___ Text

RFR (M): JDK-8068394: Trace event for concurrent GC phases

sangheon sangheon.kim at oracle.com
Thu Dec 17 18:27:12 UTC 2015


Hi Bengt and Stefan,

Thank you for reviewing this.
And all the suggestions and advices.

I will a sponsor this patch, anyone could help me?

Thanks,
Sangheon


On 12/17/2015 12:34 AM, Bengt Rutisson wrote:
>
> Hi Sangheon,
>
> On 2015-12-15 23:18, sangheon wrote:
>> Hi Stefan,
>>
>> Here's the next webrev which includes your suggestion.
>> - Removed 'NOT_PRODUCT' and '#ifndef PRODUCT'. (Stefan)
>> - Removed volatile keyword at 
>> ConcurrentGCTimer::_is_concurrent_phase_active. (Stefan)
>> - Removed volatile keyword at 
>> ConcurrentMark::_concurrent_phase_started. This should be removed as 
>> well.

______
___ Given information

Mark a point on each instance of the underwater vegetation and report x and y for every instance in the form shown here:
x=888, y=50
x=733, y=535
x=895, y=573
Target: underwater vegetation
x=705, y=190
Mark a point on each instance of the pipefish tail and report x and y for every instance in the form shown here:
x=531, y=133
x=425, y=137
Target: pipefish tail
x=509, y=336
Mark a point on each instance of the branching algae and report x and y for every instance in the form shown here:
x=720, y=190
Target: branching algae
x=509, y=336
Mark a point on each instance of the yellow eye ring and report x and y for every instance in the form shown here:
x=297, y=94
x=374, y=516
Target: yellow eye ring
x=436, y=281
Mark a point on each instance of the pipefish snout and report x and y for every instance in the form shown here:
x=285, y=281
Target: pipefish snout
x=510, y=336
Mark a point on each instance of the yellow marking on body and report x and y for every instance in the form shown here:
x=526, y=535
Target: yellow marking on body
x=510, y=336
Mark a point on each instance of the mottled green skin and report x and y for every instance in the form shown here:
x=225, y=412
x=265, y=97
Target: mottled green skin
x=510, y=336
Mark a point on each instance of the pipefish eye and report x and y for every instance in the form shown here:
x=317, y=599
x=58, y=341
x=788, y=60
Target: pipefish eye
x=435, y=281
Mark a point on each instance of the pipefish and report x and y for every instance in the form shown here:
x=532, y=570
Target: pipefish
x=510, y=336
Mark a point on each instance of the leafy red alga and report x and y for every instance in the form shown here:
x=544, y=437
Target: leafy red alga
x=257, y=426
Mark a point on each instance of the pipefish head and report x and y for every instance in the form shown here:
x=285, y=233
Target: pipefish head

______

**Written instruction A**
Return the passage of the review thread from "On 12/17/2015 12:34" to "includes your suggestion.".
**Written instruction B**
List every change that the review thread says the next webrev includes.

**Correct result A**
On 12/17/2015 12:34 AM, Bengt Rutisson wrote:
>
> Hi Sangheon,
>
> On 2015-12-15 23:18, sangheon wrote:
>> Hi Stefan,
>>
>> Here's the next webrev which includes your suggestion.

**Correct result B**
- Removed 'NOT_PRODUCT' and '#ifndef PRODUCT'
- Removed the volatile keyword at ConcurrentGCTimer::_is_concurrent_phase_active
- Removed the volatile keyword at ConcurrentMark::_concurrent_phase_started